╭─ LISTED ENTRIES

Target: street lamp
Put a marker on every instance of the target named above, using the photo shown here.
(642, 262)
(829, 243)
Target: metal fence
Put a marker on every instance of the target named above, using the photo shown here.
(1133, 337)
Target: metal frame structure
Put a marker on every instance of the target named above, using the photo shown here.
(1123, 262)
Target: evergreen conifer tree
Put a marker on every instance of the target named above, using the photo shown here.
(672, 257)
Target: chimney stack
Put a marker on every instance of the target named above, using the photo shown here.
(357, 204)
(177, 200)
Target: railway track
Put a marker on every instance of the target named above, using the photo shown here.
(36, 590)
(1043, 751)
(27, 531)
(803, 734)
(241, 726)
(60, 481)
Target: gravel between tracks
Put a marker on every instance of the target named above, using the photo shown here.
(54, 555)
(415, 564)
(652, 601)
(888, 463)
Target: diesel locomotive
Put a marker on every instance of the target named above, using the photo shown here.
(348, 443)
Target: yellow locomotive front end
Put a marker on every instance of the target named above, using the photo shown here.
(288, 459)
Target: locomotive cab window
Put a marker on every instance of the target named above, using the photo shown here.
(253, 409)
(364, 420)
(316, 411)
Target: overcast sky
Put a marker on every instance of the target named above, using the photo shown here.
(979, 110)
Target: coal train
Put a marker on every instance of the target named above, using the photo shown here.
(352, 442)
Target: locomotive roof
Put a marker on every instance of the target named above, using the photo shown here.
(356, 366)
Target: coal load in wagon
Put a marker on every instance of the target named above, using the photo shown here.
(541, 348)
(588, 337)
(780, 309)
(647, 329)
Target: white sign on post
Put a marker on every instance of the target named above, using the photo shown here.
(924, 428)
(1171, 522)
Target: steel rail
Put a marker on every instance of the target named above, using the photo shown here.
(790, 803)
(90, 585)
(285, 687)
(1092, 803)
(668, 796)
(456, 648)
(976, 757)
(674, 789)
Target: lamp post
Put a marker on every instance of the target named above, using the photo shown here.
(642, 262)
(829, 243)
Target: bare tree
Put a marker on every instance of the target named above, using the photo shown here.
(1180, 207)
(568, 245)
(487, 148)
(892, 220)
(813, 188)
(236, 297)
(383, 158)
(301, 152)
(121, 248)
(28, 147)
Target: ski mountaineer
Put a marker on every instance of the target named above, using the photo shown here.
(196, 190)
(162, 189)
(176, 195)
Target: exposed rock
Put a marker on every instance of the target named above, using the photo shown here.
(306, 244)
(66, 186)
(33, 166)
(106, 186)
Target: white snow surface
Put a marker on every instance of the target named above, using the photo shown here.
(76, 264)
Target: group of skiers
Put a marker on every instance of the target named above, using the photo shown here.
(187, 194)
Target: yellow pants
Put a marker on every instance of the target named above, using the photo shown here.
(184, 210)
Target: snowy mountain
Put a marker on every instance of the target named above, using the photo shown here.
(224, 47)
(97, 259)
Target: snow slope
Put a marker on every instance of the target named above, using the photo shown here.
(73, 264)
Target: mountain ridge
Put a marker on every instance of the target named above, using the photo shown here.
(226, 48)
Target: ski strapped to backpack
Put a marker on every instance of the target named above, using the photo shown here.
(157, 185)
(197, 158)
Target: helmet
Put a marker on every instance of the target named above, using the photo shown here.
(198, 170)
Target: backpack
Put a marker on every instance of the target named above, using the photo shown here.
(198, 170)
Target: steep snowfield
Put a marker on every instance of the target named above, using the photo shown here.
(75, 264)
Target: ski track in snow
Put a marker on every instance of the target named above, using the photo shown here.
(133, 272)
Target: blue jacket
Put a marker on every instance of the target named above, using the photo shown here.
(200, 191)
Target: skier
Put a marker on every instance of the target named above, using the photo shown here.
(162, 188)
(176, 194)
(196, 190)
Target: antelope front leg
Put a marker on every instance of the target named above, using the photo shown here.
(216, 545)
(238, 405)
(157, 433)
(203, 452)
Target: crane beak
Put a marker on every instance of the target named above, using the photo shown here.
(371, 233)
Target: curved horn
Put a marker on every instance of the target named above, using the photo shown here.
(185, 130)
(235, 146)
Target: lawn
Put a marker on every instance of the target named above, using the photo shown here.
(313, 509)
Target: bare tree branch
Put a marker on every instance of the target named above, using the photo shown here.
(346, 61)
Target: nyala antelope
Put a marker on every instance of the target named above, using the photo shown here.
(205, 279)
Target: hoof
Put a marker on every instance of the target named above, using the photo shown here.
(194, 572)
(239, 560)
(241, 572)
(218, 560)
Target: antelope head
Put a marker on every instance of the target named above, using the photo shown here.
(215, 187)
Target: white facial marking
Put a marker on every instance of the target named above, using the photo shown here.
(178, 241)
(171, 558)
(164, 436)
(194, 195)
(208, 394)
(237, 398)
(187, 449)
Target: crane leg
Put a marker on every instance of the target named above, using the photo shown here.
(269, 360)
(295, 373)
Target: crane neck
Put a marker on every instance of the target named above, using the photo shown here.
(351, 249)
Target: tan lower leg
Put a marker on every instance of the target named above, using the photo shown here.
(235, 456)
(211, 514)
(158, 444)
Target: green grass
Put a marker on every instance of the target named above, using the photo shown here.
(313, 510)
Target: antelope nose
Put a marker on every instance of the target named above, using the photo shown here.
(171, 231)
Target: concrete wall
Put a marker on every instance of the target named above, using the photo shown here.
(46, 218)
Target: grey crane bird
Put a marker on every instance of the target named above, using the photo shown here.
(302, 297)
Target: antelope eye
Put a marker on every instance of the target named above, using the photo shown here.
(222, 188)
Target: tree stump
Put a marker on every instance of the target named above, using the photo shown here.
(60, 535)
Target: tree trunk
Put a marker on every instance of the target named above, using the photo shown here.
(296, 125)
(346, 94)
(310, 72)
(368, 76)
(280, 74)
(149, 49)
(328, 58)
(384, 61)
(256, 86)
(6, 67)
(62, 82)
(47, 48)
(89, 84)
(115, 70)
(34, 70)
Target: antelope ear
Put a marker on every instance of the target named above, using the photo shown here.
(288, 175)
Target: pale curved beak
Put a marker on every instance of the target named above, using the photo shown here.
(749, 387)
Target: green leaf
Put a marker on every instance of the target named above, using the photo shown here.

╰─

▶ **EXERCISE BRIEF**
Every record shown above should be written out again exactly.

▶ **SOLUTION**
Target: street lamp
Put a marker on every instance of the target named above, using the photo shown here.
(642, 262)
(829, 243)
Target: metal fence
Put a marker on every instance of the target named above, using the photo shown here.
(1133, 337)
Target: metal frame structure
Put a marker on every instance of the target named above, using the photo shown here.
(1123, 262)
Target: evergreen conifer tree
Put a marker on every instance of the target named above, using the photo shown here.
(672, 257)
Target: chimney stack
Put a marker on every instance of the target named above, using the photo shown here.
(357, 204)
(177, 200)
Target: railway track
Put a marker on every instance of the target named above, using the photo shown here.
(36, 590)
(1043, 751)
(27, 531)
(803, 734)
(241, 726)
(60, 481)
Target: gravel between tracks
Put a marker on every instance of the target named above, using the photo shown here.
(54, 555)
(415, 564)
(652, 601)
(888, 463)
Target: diesel locomotive
Put a marker on every instance of the target named above, using the photo shown here.
(348, 443)
Target: yellow locomotive front end
Put a marker on every instance of the target named above, using the photo shown here.
(288, 459)
Target: locomotive cab window
Put a marker on every instance of the target named above, using the photo shown here.
(253, 409)
(364, 420)
(316, 411)
Target: overcast sky
Put a marker on every instance of the target named above, using the photo shown here.
(979, 110)
Target: coal train
Put a marker on every instance of the target named above, using the photo shown here.
(352, 442)
Target: locomotive roof
Put a marker on every instance of the target named above, using the photo shown here.
(356, 366)
Target: coal load in wagon
Put a marker on every instance of the target named above, using the photo shown here.
(541, 348)
(588, 337)
(780, 309)
(647, 329)
Target: white sign on post
Put a marker on every instance of the target named above, using the photo shown here.
(924, 428)
(1171, 522)
Target: steel rail
Put a marker on every instance of the target named above, using the photo shown here.
(790, 803)
(90, 585)
(285, 687)
(1092, 803)
(668, 796)
(456, 648)
(976, 757)
(674, 789)
Target: lamp post
Put a marker on every instance of the target named above, using the photo shown here.
(642, 262)
(829, 243)
Target: bare tree
Put a marker on every instance of the target named above, using the photo shown here.
(1180, 207)
(568, 245)
(487, 148)
(892, 220)
(813, 188)
(236, 297)
(383, 158)
(301, 152)
(121, 248)
(28, 147)
Target: ski mountaineer
Put a marker on every instance of the target named above, using the photo shown here.
(196, 190)
(162, 189)
(176, 195)
Target: exposed rock
Put a marker on every instance of the target named above, using the photo shown here.
(306, 244)
(66, 186)
(33, 166)
(106, 186)
Target: white snow surface
Put a marker on every instance of the target named above, using the photo shown here.
(76, 264)
Target: group of skiers
Put a marker on every instance of the target named above, using the photo shown here.
(187, 194)
Target: yellow pants
Put a marker on every instance of the target named above, using the photo shown here.
(184, 210)
Target: snowy mountain
Put a marker on every instance of the target named above, using the photo shown here.
(224, 47)
(97, 259)
Target: snow slope
Put a marker on every instance of the target named above, using the photo shown here.
(73, 264)
Target: mountain ridge
Put a marker on every instance of the target named above, using the photo shown here.
(226, 48)
Target: ski strapped to backpack
Put a marker on every instance of the target named above, using the photo shown here.
(157, 185)
(197, 158)
Target: helmet
Put a marker on every instance of the target named above, using the photo shown here.
(198, 170)
Target: backpack
Put a marker on every instance of the target named above, using the photo shown here.
(198, 170)
Target: steep snowfield
Put a marker on every instance of the target named above, using the photo shown here.
(75, 264)
Target: ski track in snow
Put a marker on every instance of the target named above, using the photo shown here.
(133, 272)
Target: blue jacket
Put a marker on every instance of the target named above, using the photo shown here.
(200, 191)
Target: skier
Put a marker on every instance of the target named above, using the photo shown here.
(162, 188)
(176, 194)
(196, 190)
Target: antelope front leg
Put a marker on every instance of the target named above, using the photo shown here.
(216, 545)
(238, 405)
(157, 433)
(203, 452)
Target: crane beak
Put a marker on every instance of the target named above, using the photo shown here.
(371, 233)
Target: curved horn
Put a marker on every instance of the target named above, using the photo shown here.
(185, 130)
(235, 146)
Target: lawn
Put a marker on every instance of the target named above, using the photo shown here.
(313, 509)
Target: bare tree branch
Put a marker on every instance of the target named above, using the photo shown here.
(346, 61)
Target: nyala antelope
Put a marker on every instance of the target named above, using the photo shown here.
(205, 279)
Target: hoof
Put a marker on every instance of the target named above, using the photo shown here.
(194, 572)
(239, 560)
(241, 572)
(218, 560)
Target: antelope head
Put a marker on every instance of the target named above, using the photo shown here.
(215, 187)
Target: white facial marking
Put a marker on every instance of the target named above, using the photo shown here.
(178, 241)
(171, 558)
(164, 436)
(194, 195)
(208, 394)
(237, 398)
(187, 449)
Target: crane leg
Put a marker on every instance of the target named above, using the photo shown here.
(269, 360)
(295, 373)
Target: crane neck
Put a marker on every instance of the target named above, using the photo shown here.
(351, 249)
Target: tan lower leg
Put a marker on every instance of the target named above, using the photo shown here.
(235, 456)
(211, 514)
(158, 444)
Target: green grass
Put a marker on every instance of the target named above, using the photo shown here.
(313, 510)
Target: antelope nose
Put a marker on every instance of the target named above, using the photo shown here.
(171, 231)
Target: concrete wall
Put a marker on every instance of the target named above, using the photo shown here.
(46, 218)
Target: grey crane bird
Put a marker on every instance of the target named above, using the photo shown here.
(302, 297)
Target: antelope eye
Put a marker on every instance of the target named above, using the photo shown here.
(222, 188)
Target: tree stump
Put a marker on every instance of the target named above, using the photo shown here.
(60, 535)
Target: tree trunk
Put a marker on every instance of the target named above, using the photo shown here.
(296, 125)
(346, 94)
(310, 72)
(368, 76)
(280, 74)
(149, 49)
(328, 58)
(384, 61)
(256, 86)
(6, 67)
(62, 82)
(47, 48)
(89, 84)
(115, 70)
(34, 70)
Target: antelope ear
Put a marker on every instance of the target named above, using the photo shown here.
(288, 175)
Target: pale curved beak
Put a marker on every instance of the target named above, using the photo shown here.
(749, 387)
Target: green leaf
Put a marker on every instance of the target named above, using the photo shown here.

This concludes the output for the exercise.